Work item => Word for word, copy the records and drop the pictures.

Excerpted data =>
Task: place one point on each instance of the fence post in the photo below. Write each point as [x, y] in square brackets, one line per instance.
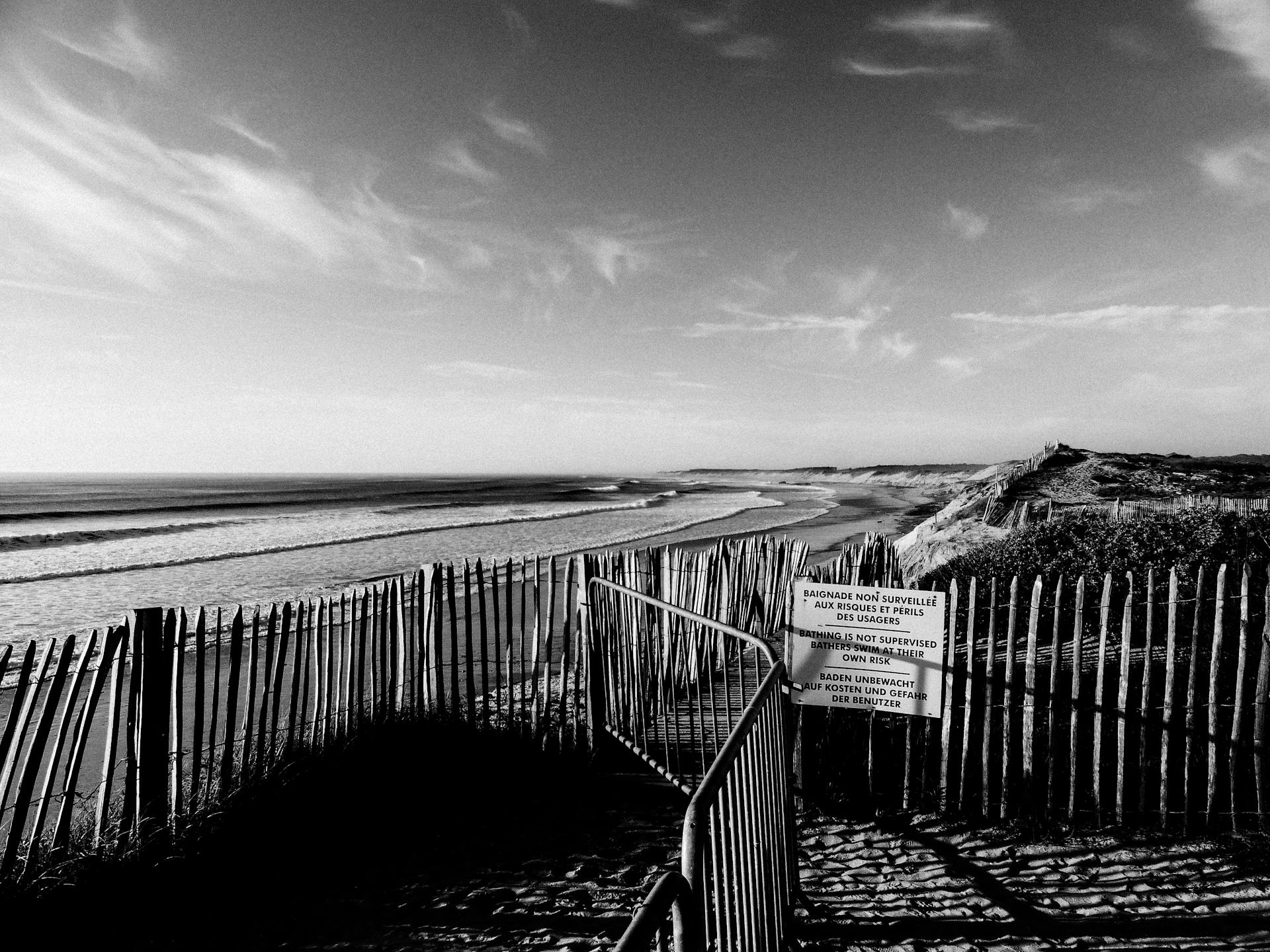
[593, 673]
[153, 727]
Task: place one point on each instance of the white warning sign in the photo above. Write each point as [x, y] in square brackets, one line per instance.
[868, 648]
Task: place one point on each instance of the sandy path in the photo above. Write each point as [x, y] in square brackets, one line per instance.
[944, 887]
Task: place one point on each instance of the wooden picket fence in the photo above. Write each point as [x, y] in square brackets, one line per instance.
[205, 702]
[177, 710]
[1007, 477]
[1025, 512]
[1134, 699]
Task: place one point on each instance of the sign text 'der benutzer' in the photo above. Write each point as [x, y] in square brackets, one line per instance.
[868, 648]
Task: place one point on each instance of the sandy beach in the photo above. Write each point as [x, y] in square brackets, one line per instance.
[854, 510]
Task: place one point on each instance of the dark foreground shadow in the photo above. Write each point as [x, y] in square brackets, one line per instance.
[402, 841]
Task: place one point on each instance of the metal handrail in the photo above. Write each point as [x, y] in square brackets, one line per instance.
[732, 899]
[651, 918]
[691, 616]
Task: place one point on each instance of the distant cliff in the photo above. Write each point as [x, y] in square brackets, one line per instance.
[1072, 477]
[934, 475]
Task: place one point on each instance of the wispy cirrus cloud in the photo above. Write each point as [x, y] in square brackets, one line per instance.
[625, 248]
[976, 121]
[1201, 319]
[513, 131]
[239, 128]
[728, 37]
[93, 193]
[966, 222]
[610, 255]
[879, 70]
[937, 27]
[898, 344]
[456, 157]
[1240, 168]
[121, 48]
[476, 370]
[745, 321]
[1241, 28]
[959, 365]
[1085, 197]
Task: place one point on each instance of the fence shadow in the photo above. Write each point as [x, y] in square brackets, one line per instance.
[429, 828]
[900, 883]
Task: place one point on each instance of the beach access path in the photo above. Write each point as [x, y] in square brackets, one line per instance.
[937, 885]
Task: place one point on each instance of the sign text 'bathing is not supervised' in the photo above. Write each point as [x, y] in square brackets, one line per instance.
[868, 648]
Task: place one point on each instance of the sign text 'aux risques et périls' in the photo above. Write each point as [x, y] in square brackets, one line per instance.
[868, 648]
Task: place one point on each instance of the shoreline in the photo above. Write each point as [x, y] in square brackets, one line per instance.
[853, 510]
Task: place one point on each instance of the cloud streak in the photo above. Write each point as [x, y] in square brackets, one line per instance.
[745, 321]
[1082, 198]
[80, 190]
[966, 222]
[512, 131]
[122, 48]
[1208, 317]
[980, 122]
[1241, 28]
[878, 70]
[1241, 169]
[476, 371]
[935, 27]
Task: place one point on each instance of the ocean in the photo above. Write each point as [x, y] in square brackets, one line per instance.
[78, 553]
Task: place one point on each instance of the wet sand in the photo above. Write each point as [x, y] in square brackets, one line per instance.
[857, 510]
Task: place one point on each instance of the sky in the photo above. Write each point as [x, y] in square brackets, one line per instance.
[629, 235]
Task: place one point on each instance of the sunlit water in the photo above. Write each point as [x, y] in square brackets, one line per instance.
[80, 554]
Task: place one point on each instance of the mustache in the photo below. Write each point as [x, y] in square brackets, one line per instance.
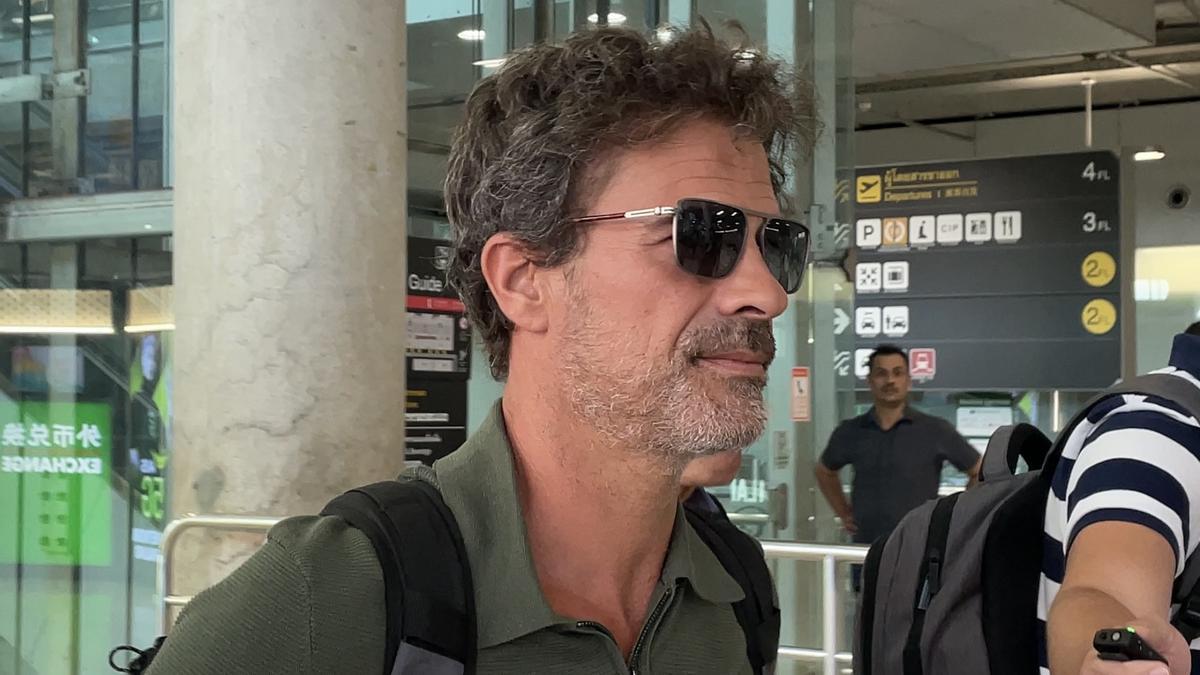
[732, 335]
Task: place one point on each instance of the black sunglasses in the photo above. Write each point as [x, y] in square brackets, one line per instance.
[709, 237]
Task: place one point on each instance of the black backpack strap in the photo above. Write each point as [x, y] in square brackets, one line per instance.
[427, 586]
[930, 579]
[742, 559]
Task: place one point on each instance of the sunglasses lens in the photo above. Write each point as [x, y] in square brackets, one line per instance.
[785, 248]
[708, 237]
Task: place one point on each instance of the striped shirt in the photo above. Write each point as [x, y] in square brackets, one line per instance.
[1135, 459]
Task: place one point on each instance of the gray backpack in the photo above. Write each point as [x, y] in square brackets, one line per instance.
[954, 587]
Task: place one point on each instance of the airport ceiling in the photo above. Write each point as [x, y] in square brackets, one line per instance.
[915, 61]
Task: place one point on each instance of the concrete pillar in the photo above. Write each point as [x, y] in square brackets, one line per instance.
[289, 175]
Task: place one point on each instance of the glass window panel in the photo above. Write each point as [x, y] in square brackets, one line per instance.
[1167, 291]
[154, 29]
[108, 141]
[151, 111]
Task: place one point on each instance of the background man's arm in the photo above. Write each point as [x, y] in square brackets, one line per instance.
[831, 487]
[963, 454]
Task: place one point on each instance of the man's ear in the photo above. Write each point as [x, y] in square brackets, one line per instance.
[511, 276]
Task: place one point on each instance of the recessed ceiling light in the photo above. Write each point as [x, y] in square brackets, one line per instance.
[1150, 154]
[615, 18]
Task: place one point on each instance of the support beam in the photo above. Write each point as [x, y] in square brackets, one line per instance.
[67, 114]
[955, 135]
[1159, 70]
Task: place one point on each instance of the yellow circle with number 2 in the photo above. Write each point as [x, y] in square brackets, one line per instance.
[1098, 269]
[1099, 316]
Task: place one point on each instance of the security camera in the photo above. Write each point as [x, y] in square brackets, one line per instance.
[1179, 197]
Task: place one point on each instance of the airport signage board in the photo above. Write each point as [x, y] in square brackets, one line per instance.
[994, 274]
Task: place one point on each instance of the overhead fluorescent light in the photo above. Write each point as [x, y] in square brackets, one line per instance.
[1151, 154]
[55, 311]
[150, 328]
[57, 329]
[615, 18]
[35, 18]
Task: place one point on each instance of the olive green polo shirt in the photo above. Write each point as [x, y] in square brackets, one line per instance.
[311, 601]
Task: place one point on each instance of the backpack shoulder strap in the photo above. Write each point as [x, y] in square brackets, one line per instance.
[427, 587]
[742, 559]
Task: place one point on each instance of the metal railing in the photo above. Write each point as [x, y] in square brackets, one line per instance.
[167, 555]
[827, 555]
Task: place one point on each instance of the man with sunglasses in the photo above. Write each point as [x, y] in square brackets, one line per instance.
[621, 246]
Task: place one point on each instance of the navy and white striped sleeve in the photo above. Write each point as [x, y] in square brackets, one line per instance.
[1140, 465]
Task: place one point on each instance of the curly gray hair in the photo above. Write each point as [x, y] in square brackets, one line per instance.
[529, 150]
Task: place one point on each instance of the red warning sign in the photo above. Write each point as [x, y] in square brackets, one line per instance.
[923, 363]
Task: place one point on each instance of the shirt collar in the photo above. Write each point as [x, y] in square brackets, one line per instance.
[871, 419]
[690, 559]
[1186, 353]
[479, 484]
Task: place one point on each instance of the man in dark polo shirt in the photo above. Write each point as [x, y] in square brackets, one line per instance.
[621, 248]
[897, 452]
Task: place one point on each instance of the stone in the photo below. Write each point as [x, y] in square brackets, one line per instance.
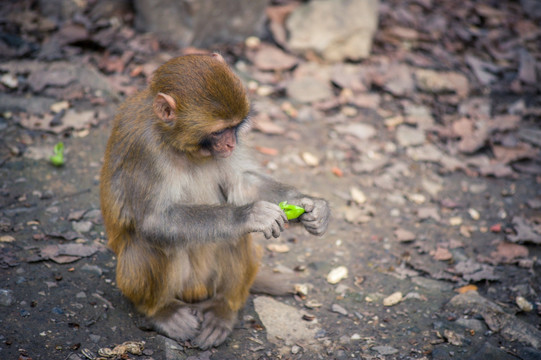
[6, 297]
[285, 322]
[409, 136]
[309, 89]
[496, 318]
[334, 29]
[200, 23]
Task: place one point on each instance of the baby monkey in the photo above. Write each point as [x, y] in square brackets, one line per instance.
[180, 198]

Written solution =>
Task: place one point on each instance of the fence post in the photo below. Write each point as [x, y] in square brackets, one line per instance.
[593, 673]
[153, 727]
Task: place one point on each instance of the white warning sign in the photo above. Write each point as [x, y] in square brackets, one line per instance.
[868, 648]
Task: place one point on each instance of the sandy path in the photo above. Write each point as [x, y] in square brackets, one line per instance.
[944, 887]
Task: place one point on each instance of the wooden picket fence in the photo above. Write each point as [x, y] in square brackets, one line per instance.
[205, 702]
[177, 710]
[1007, 477]
[1025, 512]
[1134, 699]
Task: place one point on each instance of the sign text 'der benutzer' in the photo above. Write each point as [x, y] in square brackets, one line per instance.
[868, 648]
Task: place one point on each instance of the sandy beach in the photo above. Write each point as [x, y] in square brackets, one line per instance.
[854, 510]
Task: place one point on each instance of the dark foreground shadow in the photo above. Write each point as [x, y] in square brackets, one line per instance.
[402, 841]
Task: place one point on each instance of the metal handrail in the photo above. Write each point as [x, y] in square brackets, one line per instance.
[732, 899]
[651, 918]
[691, 616]
Task: place one point on each instance of the distant cliff in the photo above. Write each point as [x, y] in square brackets, one line per instance.
[1072, 477]
[934, 475]
Task: place one point on each instance of the wispy cirrus cloud in the photo above. Write each point as [x, y] in square brackets, one line per instance.
[625, 248]
[976, 121]
[1201, 319]
[513, 131]
[239, 128]
[728, 37]
[93, 193]
[966, 222]
[610, 255]
[879, 70]
[937, 27]
[898, 344]
[456, 157]
[1240, 168]
[121, 48]
[476, 370]
[745, 321]
[1241, 28]
[959, 365]
[1085, 197]
Task: place one point on each instance of the fence shadow in the photo above. Write each point as [x, y] in square brackets, one line per instance.
[429, 828]
[900, 883]
Task: place one point on each instance of the beach access path in the photo above. Write each point as [x, y] in square brackets, one line per instance.
[937, 885]
Task: place one point on each instance of the sign text 'bathing is not supervised' in the photo above. Write each point as [x, y] in square brackets, one line per instance.
[868, 648]
Task: place one point on each instance of the sign text 'aux risques et périls' in the photo above. Write each point as [x, y] in square brackets, one line per instance.
[868, 648]
Task: place one point on each instance of the shoreline in the photo above. Write each point as [x, y] in square brackets, one line per instance.
[853, 510]
Task: place one point on each instance of the cloud streak in the photo above. Write each point as [x, y] in square brackets, one line per instance.
[745, 321]
[1082, 198]
[80, 190]
[966, 222]
[512, 131]
[122, 48]
[1208, 317]
[980, 122]
[1241, 28]
[878, 70]
[1241, 169]
[476, 371]
[935, 27]
Task: place one point on each instance of the ocean in the photo above. Write each point as [x, y] in square brackets, one line per instance.
[78, 553]
Task: place one point on each instance of the wet sand in the photo above. Write each point as [x, y] in square brackets, one line per instance.
[857, 510]
Task: place one point on each instance of the sky in the photo above. Write each point as [x, y] in square brackets, one line per instance.
[629, 235]
Task: place one point on each instance of the sunlit water in the photo above. Write each point as [x, y] in square brackets, one line per instance.
[80, 554]
Task: place one point on each instance of the mustache in the photo below. Write each point as [x, y] in square brackets, one line per instance.
[732, 335]
Task: place one point on each instance of the black sunglasses in the photo above. Write each point as [x, y] in square brackets, one line per instance.
[709, 237]
Task: place one point on each instance of the black backpack strap in the photo above. Write each point as [x, y] in square brackets, one line per instance.
[427, 586]
[930, 579]
[742, 559]
Task: place one point on each instance of the sunglasses lens in the photo above. Write each point as [x, y] in square brackets, one line per instance.
[785, 248]
[708, 237]
Task: place one point on each instance of the striped shirt in the photo above. Write each point as [x, y] in square brackets, one line per instance.
[1135, 459]
Task: place one point on each instance of the gray backpack in the photo above. Write each point as [x, y] in square brackets, one line per instance.
[954, 587]
Task: place one point on each instance of the airport ceiling in the photo above. Write each point as [x, y] in square brackets, one line per instance.
[915, 61]
Task: place one point on each instance of the concrete pillar in the photo above. Write each point as [x, y] in square brackets, one line per instance.
[289, 175]
Task: place one point on each instance of the glass window panel in the photo above. Write each point as [x, y] in square brackets, one line per instance.
[1167, 291]
[154, 29]
[108, 141]
[151, 111]
Task: place one point on each instance of the background man's arm in the photo above. Write each point as [x, y] in square brackets, one line per instance.
[831, 487]
[963, 454]
Task: place one point on each instance of the man's ear in the photo above. Write each point as [x, y] in square brackets, one line per instance.
[511, 276]
Task: place one point on each instance of the recessed ceiling light in the photo above. Write each point as [x, y] in square brackets, one line per instance.
[1150, 154]
[615, 18]
Task: place one point on each instance of the support beam in the photo above. Write each point as [x, y] in square brackets, one line per instance.
[67, 114]
[955, 135]
[1159, 70]
Task: place one point on each instance of the yellow circle with number 2 in the photo above. Write each point as [x, y] in square brackets, one line per instance.
[1098, 269]
[1099, 316]
Task: place one point on each instance of the security camera in the photo above. Write each point as [x, y] in square brackets, one line per instance.
[1179, 197]
Task: place one point on each instance of the airport signage board in the photo above. Write each point as [x, y] in square brackets, one line per instance.
[994, 274]
Task: place one point on each instance of the overhead fluorescent light in the photo above. Write each point as [x, y] in square brackets, one line per instance.
[1151, 154]
[55, 311]
[150, 328]
[57, 329]
[615, 18]
[35, 18]
Task: place one point on each instance of the olive green polo shirt in the photo above. Write each point as [x, y] in square brackets, one line per instance.
[311, 601]
Task: place one point on each instance of the backpack shoulder strap in the photo above. Write each point as [x, y] in square brackets, one line per instance.
[427, 587]
[742, 559]
Task: place one point on each instance of the metal railing in the photo above. Write each point as [x, y] in square brackets, one line per instance.
[167, 555]
[827, 555]
Task: place one point on each instance of the man with sunglasses in the photo above. Write each point as [x, y] in square brackets, one line per instance.
[621, 246]
Task: place one point on each instance of the navy and white striped sleeve in the photo above. Write each point as [x, y] in square brackets, one line per instance.
[1140, 465]
Task: place one point on each instance of the curly gray hair in the photo above. Write each point as [x, y] in square brackets, one line per instance.
[529, 150]
Task: place one point on each instance of the red warning sign in the photo above. Write each point as [x, y] in square brackets, one line per instance.
[923, 363]
Task: place one point on each instance of the shirt collar in the photo above. Write each point as [x, y] in square brackets, one line per instance.
[871, 419]
[690, 559]
[1186, 353]
[479, 484]
Task: place one point on each instance of the man in dark polo shirt in the photo above. Write each point as [x, y] in square brackets, one line per instance.
[621, 248]
[897, 452]
Task: place one point on each instance of the stone in the photo below. Write each point as [x, y] in square brackets, one line per instance.
[6, 297]
[285, 322]
[409, 136]
[309, 89]
[496, 318]
[334, 29]
[200, 23]
Task: place one point on each instance of the baby monkey in the photo above. Write each point as [x, y] in square brackets, one line per instance.
[180, 198]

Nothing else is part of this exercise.